Extract each line of the material below that contains the string "floating", treating uppercase and lowercase as different.

[Supplied material]:

★ ★ ★ ★ ★

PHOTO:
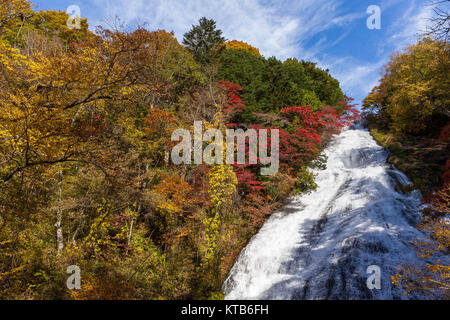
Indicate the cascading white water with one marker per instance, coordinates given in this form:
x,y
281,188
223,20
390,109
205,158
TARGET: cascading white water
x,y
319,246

★ ★ ★ ★ ★

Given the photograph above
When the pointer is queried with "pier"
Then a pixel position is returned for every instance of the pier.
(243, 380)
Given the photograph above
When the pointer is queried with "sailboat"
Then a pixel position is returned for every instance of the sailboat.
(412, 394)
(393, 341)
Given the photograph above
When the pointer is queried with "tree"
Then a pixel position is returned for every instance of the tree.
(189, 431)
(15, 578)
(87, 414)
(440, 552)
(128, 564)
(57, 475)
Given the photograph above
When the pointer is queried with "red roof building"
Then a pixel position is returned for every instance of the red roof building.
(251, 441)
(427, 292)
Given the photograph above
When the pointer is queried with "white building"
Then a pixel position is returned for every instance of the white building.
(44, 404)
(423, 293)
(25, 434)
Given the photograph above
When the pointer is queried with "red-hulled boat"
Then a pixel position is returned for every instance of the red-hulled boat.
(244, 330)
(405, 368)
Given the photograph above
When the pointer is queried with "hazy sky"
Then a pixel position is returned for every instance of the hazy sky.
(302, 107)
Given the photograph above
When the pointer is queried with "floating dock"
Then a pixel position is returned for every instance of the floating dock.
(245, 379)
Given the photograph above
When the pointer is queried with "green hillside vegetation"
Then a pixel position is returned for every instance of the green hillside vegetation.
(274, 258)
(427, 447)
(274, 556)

★ ★ ★ ★ ★

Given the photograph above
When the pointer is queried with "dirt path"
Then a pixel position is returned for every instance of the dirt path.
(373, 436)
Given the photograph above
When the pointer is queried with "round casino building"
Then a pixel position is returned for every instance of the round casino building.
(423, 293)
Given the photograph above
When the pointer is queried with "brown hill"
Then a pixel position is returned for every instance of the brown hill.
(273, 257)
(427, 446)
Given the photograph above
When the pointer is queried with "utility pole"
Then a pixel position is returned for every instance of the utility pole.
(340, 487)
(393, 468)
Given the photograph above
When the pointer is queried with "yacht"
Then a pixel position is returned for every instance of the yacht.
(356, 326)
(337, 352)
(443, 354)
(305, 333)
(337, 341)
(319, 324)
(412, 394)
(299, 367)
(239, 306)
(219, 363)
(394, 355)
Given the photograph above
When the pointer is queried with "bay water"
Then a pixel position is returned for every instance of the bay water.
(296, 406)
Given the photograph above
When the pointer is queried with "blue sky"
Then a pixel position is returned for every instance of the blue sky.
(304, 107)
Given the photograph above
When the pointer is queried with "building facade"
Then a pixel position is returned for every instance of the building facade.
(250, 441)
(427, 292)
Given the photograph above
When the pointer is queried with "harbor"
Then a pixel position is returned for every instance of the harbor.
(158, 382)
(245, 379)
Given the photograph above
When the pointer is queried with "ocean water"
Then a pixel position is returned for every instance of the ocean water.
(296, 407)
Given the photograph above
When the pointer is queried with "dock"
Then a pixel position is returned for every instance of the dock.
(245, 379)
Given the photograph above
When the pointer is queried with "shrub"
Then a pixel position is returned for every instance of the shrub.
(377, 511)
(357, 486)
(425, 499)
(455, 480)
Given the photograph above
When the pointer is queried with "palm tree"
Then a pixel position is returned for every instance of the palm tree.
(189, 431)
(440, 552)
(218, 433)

★ ★ ★ ★ ★

[Expected output]:
When the pointer is queried with "floating dock"
Then a pixel position is returned for every instance of the floating dock.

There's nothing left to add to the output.